▶ **What you need to do**
Rewrite the items below, starting at the beginning and ending at the line that contains "point(70, 240)", with both ends included. Keep every request unchanged, and add 107 to each coordinate in the answers.

Named-object pointing items:
• • • • •

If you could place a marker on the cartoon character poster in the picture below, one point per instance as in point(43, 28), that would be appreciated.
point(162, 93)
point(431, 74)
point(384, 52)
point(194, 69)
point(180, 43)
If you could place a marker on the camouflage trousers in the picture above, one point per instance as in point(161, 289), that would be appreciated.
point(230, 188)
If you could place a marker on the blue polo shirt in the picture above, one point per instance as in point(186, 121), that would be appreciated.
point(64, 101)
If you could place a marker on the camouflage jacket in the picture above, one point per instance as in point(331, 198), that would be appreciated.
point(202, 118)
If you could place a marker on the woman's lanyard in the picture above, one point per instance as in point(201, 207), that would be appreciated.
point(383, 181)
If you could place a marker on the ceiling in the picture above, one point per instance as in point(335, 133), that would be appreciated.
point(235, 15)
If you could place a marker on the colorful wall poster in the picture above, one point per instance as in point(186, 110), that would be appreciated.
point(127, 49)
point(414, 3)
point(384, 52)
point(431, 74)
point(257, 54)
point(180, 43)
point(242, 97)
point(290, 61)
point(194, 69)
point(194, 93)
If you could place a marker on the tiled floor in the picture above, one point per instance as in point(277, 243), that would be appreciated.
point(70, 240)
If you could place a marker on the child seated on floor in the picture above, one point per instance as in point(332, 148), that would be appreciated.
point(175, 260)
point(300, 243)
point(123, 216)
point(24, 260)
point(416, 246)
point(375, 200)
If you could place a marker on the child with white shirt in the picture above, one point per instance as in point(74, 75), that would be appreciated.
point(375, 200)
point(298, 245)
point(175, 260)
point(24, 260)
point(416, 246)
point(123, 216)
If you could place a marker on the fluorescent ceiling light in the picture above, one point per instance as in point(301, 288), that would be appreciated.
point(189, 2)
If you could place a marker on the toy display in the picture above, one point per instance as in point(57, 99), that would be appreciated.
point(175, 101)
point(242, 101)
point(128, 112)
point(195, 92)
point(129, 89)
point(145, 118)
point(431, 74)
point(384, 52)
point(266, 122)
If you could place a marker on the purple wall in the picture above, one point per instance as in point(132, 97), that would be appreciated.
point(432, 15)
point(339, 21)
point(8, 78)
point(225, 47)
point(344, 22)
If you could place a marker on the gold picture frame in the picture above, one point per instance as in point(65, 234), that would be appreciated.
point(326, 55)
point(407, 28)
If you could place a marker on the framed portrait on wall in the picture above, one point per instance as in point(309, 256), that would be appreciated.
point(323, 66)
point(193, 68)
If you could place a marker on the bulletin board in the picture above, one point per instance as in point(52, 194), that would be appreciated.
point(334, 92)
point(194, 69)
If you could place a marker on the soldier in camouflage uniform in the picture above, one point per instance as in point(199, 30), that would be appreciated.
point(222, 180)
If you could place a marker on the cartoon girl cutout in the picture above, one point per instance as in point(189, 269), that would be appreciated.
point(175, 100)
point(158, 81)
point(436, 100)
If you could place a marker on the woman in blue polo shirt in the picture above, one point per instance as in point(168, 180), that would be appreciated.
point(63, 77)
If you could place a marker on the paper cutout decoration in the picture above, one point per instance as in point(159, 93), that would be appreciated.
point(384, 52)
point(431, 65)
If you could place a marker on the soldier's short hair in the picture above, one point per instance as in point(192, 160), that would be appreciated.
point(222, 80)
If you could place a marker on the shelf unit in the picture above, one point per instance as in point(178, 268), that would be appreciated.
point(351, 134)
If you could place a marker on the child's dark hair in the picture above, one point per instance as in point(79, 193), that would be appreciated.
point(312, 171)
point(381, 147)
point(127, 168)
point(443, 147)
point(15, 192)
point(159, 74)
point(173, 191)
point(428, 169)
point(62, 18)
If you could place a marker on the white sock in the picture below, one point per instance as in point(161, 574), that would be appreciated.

• • • • •

▶ **Written answer**
If you could place a marker on the cartoon character poster in the picture below, one point per instance as in point(43, 28), that would be appreciated.
point(269, 200)
point(538, 181)
point(491, 159)
point(301, 176)
point(287, 150)
If you could place a marker on the camouflage trousers in the picture above, one point per instance as in point(161, 289), that would be appreciated.
point(337, 295)
If you could place a marker on the blue polo shirt in the picture above, one point per instance as in point(186, 121), that would be appreciated.
point(171, 208)
If you could place a marker on the camouflage jacket in the picture above, one point per instance as in point(331, 198), that would be appreciated.
point(309, 225)
If you could place a marker on the woman's lanyard in the picture above, one point per instance as in point(201, 207), that would be appreciated.
point(490, 288)
If you could place a marker on the ceiling in the picture above, one point per instance as in point(335, 133), that would be appreciated.
point(342, 122)
If you could place a marker on the colorful wall poster in the picture above, one point per instance as in point(186, 110), that would be appreciated.
point(234, 156)
point(521, 110)
point(491, 159)
point(538, 181)
point(364, 161)
point(287, 150)
point(349, 204)
point(397, 168)
point(301, 176)
point(301, 200)
If you could place a marker on the tiled floor in the picture above, one point per instance as in point(277, 243), that would be appreciated.
point(177, 347)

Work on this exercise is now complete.